Si âpres, d’une certaine façon, que soient les temps actuels, ils n’en sont pas moins passionnants à cause des enjeux qu’ils mettent à jour. Comme en Mai 1968 – cette référence beaucoup plus polysémique qu’on ne le croit d’ordinaire ! – la parole se libère. Elle est au carrefour, dans les couloirs des facs et jusque dans les wagons du RER au retour des manifs. Il s’agit moins d’un monde à réinventer que d’un univers collectif à explorer. Un univers qui rejoint d’ailleurs les intimités personnelles, qui se trouvent reliées par des solidarités profondes et heurtées par des discords qui peuvent être à l’origine de sérieux conflits.
C’est le défi d’un projet de loi qui, prétendant ouvrir généreusement la possibilité de droits civiques nouveaux dans la logique d’une évolution de la société, se trouve confrontée à l’énigme même de l’humanité corporée et sexuée. À ce propos, il faut se méfier des références trop sommaires à la nature. La nature humaine ne saurait être comprise à partir d’un modèle purement biologique. La différence sexuelle n’est pas seulement anatomique. Elle se réfère à la question de la chair, dont l’approche adéquate ne peut être que phénoménologique, au sens d’une attention extrême à ce qu’elle est le plus irréductiblement et à ce qu’elle signifie.
Il n’y aurait pas de côté tragique aux discussions actuelles s’il n’y avait ce mystère de l’altérité, qui trouve sa marque phénoménale dans l’apparence mais s’enracine si intimement dans la psyché. C’est bien pourquoi il importe, à tout prix, de ne blesser personne par des attitudes agressives, qui sont forcément insupportables lorsqu’elles portent atteinte à la part secrète d’une personne, celle qui est liée à son affectivité insondable. C’est une des raisons pour lesquelles il ne faut pas traiter à la légère le procès public pour homophobie, même s’il donne lieu à des caricatures et à des manipulations politiques.

### DONNÉES FOURNIES:
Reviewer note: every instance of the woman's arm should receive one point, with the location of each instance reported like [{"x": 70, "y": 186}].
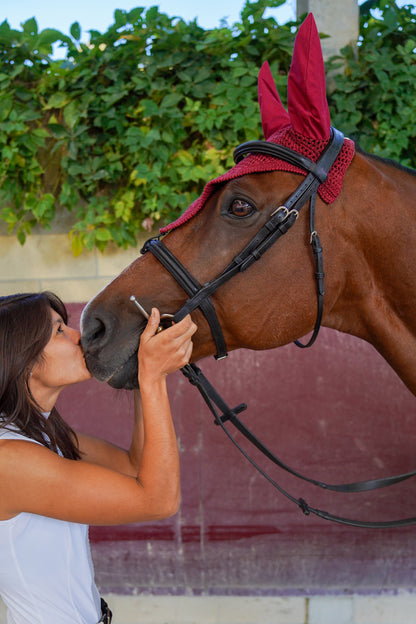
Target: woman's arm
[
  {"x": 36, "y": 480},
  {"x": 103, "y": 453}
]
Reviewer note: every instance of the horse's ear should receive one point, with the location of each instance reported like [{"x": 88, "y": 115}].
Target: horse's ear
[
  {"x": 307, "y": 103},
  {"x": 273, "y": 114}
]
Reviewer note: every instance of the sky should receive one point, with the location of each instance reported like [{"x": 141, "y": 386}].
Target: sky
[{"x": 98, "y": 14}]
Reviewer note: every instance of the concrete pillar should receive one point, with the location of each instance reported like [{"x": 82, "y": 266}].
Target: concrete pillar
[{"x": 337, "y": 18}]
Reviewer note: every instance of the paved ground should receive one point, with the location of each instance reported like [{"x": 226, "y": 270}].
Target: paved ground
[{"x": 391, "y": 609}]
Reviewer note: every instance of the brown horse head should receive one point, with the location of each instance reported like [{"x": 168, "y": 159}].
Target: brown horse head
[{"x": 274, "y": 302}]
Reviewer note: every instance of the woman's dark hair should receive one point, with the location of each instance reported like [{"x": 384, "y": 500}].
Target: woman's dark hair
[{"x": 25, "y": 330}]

...

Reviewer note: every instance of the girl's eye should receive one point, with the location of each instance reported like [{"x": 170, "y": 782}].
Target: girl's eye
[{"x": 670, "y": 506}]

==

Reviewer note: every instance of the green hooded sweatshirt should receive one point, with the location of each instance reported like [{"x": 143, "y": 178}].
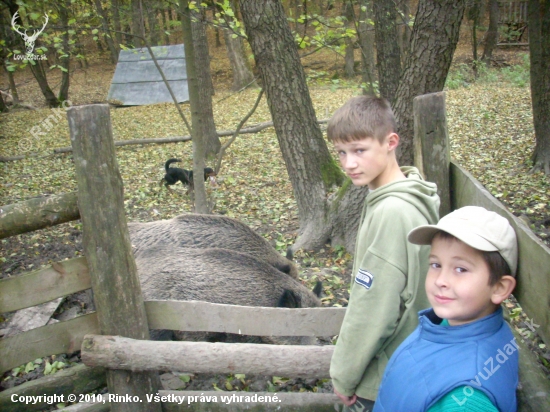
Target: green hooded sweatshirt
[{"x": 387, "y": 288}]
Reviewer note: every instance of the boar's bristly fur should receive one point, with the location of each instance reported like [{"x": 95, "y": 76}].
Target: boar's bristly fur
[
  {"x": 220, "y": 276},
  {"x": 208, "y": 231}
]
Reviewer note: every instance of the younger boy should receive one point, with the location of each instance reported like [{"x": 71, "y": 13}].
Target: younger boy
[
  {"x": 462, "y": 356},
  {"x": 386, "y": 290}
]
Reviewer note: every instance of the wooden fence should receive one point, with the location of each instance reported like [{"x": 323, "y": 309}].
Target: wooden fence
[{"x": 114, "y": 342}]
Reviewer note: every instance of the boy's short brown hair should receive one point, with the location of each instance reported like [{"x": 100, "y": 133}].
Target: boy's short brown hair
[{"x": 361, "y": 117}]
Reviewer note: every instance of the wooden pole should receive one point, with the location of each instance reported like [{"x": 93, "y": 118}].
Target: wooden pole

### TRAVAIL DEMANDÉ 1:
D'après l'extrait source, quel type d'approche convient à la question de la chair ?
### TRAVAIL DEMANDÉ 2:
Recopiez le passage de l'extrait source en commençant aux mots « Il n’y aurait » et en vous arrêtant après « des manipulations politiques. ».
Appuyez-vous uniquement sur l'extrait source.

### SOLUTION RÉDIGÉE 1:
Une approche phénoménologique.

### SOLUTION RÉDIGÉE 2:
Il n’y aurait pas de côté tragique aux discussions actuelles s’il n’y avait ce mystère de l’altérité, qui trouve sa marque phénoménale dans l’apparence mais s’enracine si intimement dans la psyché. C’est bien pourquoi il importe, à tout prix, de ne blesser personne par des attitudes agressives, qui sont forcément insupportables lorsqu’elles portent atteinte à la part secrète d’une personne, celle qui est liée à son affectivité insondable. C’est une des raisons pour lesquelles il ne faut pas traiter à la légère le procès public pour homophobie, même s’il donne lieu à des caricatures et à des manipulations politiques.